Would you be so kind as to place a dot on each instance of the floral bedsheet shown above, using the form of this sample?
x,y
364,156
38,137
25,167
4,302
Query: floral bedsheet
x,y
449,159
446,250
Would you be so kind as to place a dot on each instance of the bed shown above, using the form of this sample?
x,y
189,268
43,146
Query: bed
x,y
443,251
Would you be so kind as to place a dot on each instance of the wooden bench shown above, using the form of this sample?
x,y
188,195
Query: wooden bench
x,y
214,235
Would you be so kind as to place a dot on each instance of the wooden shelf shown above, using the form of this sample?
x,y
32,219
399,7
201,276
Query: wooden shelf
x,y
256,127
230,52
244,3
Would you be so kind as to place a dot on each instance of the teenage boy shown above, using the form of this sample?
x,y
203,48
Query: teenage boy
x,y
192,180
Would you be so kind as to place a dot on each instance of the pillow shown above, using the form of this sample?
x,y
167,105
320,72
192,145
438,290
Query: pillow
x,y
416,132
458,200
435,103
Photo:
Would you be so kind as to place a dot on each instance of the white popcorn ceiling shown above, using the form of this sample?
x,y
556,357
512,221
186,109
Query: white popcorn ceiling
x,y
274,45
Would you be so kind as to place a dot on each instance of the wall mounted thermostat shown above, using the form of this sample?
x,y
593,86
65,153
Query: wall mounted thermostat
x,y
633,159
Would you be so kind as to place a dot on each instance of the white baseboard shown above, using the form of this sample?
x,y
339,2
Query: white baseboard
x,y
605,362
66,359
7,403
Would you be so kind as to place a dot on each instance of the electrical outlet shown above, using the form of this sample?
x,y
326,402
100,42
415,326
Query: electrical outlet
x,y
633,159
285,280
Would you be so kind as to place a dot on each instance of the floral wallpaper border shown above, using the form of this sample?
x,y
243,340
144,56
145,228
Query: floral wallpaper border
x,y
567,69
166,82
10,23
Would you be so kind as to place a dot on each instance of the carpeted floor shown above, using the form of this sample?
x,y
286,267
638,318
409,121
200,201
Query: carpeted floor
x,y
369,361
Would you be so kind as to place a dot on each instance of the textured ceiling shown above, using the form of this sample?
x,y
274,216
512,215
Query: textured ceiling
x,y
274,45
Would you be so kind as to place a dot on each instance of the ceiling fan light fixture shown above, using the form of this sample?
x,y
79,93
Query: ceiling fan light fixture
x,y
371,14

------------

▸ Exercise details
Print the lines of the entries, exactly, from the one containing "Query: teenage boy" down to the final line, and leave out all the others.

▸ Result for this exercise
Query: teenage boy
x,y
192,180
Would you be so kind as to place a dot on each instance of the pillow shown above, using the form of this sample?
x,y
167,105
320,72
192,145
438,290
Query: pillow
x,y
416,132
458,200
435,103
Photo:
Would you be so kind as to place a dot on each instance of the white popcorn ceiling shown above, using the form of this sample?
x,y
556,357
512,221
186,109
Query: white popcorn ceiling
x,y
274,45
Would you be so kind as to place a dot on each instance of the wall mounted thermostat shown above, using the form of this sample?
x,y
593,86
65,153
Query: wall mounted thermostat
x,y
633,159
Would you be so kind as to place a dot on each instance of the white baseboard shown above, using the form of this sample?
x,y
339,2
Query: white baseboard
x,y
605,362
66,359
7,403
Would you be so kind as to place a dot on each instance of the electrical outlet shown above, using the form of this sample?
x,y
326,402
100,42
415,326
Query: electrical outlet
x,y
633,159
285,280
Would you be so kind as to place a dot on each instance of the floral wallpaper border shown above, using the form of this sample?
x,y
243,340
144,56
145,228
Query: floral wallpaper border
x,y
567,69
166,82
10,23
Would you be so kind as to place a dot on each instance of the carpeted floor shown above, using the form of this sample?
x,y
286,267
638,318
409,121
200,201
Query: carpeted floor
x,y
369,361
Would you be so kind as to place a dot on each instance of the textured ceiling shown above, using the form of this sample?
x,y
274,216
512,215
Query: textured ceiling
x,y
274,45
Would you be so kind as to place a dot on each instance of the ceiling fan light fixture shown above, using the form of this sample?
x,y
79,93
Query: ceiling fan light fixture
x,y
371,14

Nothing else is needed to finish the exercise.